-- Supplied data follows --

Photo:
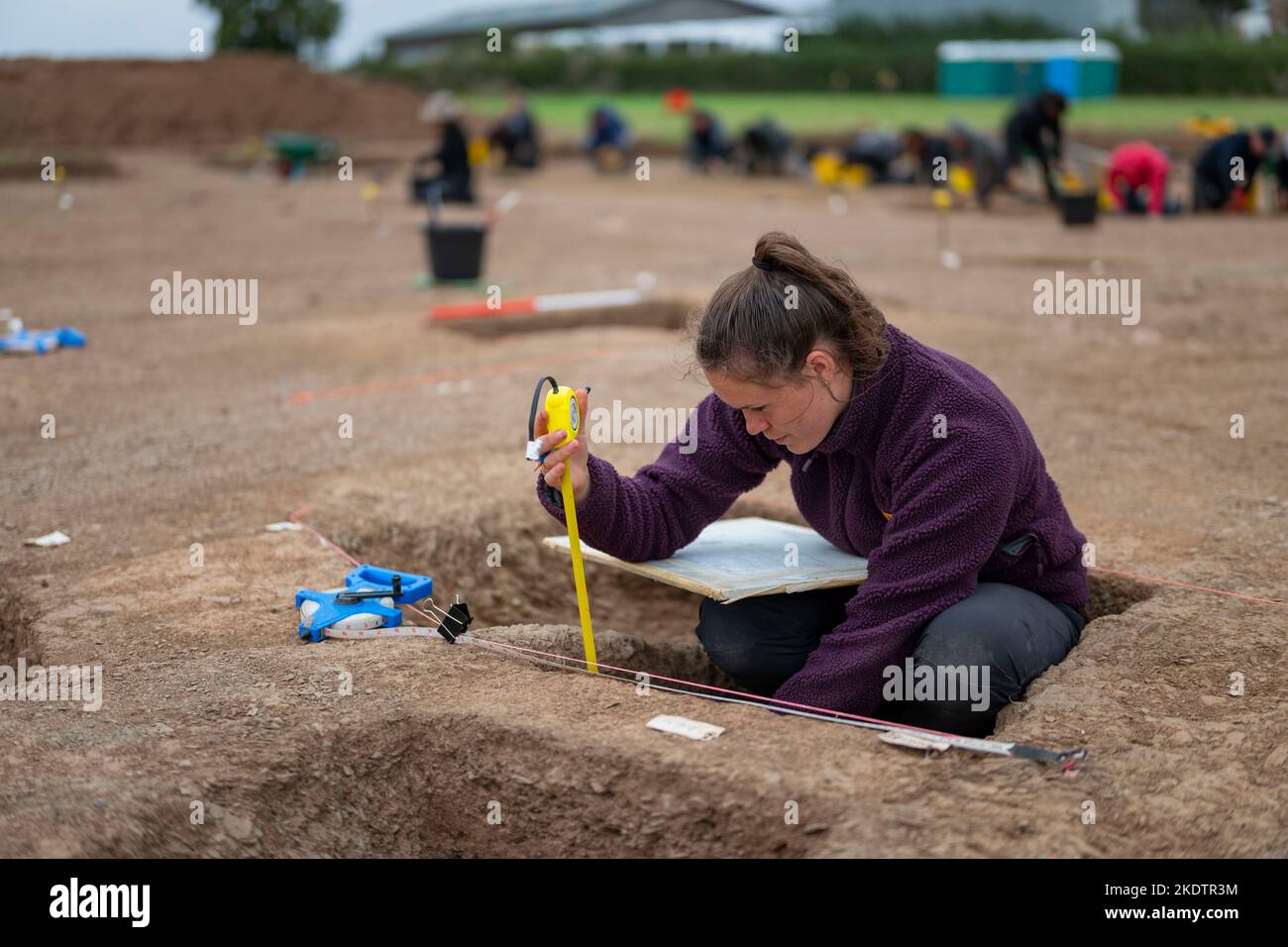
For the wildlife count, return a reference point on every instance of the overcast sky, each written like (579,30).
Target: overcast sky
(159,29)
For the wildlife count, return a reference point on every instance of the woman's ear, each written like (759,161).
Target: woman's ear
(823,365)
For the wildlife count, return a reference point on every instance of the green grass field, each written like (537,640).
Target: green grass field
(820,114)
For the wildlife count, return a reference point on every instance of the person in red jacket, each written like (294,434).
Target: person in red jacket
(1133,166)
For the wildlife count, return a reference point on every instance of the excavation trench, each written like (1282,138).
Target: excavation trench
(423,780)
(533,586)
(451,784)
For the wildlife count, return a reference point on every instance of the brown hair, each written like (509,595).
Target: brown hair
(748,331)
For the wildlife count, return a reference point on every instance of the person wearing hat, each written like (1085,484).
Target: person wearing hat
(445,171)
(897,453)
(1224,170)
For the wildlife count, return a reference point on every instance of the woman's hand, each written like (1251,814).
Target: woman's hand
(574,455)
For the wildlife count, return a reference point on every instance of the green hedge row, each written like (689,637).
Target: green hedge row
(857,59)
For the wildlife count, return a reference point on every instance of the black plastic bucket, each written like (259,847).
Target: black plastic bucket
(1078,209)
(455,250)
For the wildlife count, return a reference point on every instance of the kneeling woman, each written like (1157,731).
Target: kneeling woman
(898,453)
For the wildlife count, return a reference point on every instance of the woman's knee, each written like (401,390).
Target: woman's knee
(758,641)
(979,655)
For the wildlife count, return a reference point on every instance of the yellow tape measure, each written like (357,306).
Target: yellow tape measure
(565,412)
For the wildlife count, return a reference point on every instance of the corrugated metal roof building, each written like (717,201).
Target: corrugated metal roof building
(655,25)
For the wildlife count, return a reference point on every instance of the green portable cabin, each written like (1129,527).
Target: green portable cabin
(1025,67)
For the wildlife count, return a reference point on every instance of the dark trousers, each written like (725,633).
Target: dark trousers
(1014,633)
(1016,149)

-- Supplied data concluded --

> **Task directions**
With the line that contains "Target: kneeling woman" as the first and the final line of the data as the last, repeat every line in that span exactly.

> **Response**
Target: kneeling woman
(898,453)
For the wildlife count, return a reference point on every instance of the woman's knee, each written like (401,390).
Target: woman's knee
(758,641)
(979,655)
For the wildlife count, return a reference point on every instance of the yellow tape measure, each written like (357,306).
Target: yellow tape measure
(565,412)
For the wildlife count, return a reference point on every instance of the corrugated metal roof building, each written like (717,201).
Target: corrugated metal roof building
(655,25)
For the wildlife count, return a reference point on every instance of the green portable cabin, each written like (1129,527).
Target: green portable cabin
(1025,67)
For the wildlife count, return a reference point on every instance of the dark trousers, each written like (725,633).
Target: dark trousers
(1014,633)
(1016,149)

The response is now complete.